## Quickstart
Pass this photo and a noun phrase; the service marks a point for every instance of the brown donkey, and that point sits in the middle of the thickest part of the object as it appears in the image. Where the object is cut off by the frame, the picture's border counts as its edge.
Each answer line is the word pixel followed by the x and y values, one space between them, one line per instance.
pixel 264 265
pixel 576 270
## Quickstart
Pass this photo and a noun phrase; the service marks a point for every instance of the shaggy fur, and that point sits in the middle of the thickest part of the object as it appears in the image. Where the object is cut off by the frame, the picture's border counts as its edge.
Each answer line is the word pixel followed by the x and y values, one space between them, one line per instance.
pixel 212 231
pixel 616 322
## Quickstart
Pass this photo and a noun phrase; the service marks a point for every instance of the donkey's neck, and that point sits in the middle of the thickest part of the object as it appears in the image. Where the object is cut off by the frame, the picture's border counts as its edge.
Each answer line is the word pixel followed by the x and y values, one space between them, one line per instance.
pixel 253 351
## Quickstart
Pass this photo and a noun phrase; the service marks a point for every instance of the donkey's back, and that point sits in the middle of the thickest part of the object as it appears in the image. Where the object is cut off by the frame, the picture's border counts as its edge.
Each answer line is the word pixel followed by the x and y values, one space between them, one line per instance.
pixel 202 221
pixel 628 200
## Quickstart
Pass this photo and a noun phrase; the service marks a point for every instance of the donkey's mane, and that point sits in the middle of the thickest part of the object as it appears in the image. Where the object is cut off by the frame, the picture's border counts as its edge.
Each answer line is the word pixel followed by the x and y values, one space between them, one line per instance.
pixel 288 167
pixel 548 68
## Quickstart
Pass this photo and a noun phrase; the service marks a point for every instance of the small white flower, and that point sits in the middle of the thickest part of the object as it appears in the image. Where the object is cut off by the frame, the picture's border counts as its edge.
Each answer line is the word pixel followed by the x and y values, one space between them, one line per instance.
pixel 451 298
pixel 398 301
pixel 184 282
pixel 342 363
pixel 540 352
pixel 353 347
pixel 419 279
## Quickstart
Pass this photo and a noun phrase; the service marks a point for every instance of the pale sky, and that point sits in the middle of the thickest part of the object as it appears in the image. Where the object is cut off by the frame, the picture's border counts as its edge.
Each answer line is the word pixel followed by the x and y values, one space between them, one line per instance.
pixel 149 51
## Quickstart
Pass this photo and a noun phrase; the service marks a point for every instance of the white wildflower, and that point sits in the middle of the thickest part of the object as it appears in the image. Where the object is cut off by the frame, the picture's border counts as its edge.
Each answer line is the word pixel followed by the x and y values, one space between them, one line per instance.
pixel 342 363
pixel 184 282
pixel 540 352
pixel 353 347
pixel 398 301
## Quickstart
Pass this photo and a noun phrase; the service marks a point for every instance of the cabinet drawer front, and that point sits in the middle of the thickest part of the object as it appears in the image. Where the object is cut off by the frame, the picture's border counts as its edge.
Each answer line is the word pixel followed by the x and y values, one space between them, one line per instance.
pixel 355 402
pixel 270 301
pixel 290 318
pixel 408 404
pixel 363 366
__________
**EXERCISE OBJECTIVE:** Tally, across the records, each line that contains the word "white", and answer with nothing except the count.

**RESULT FOR THIS EXERCISE:** 2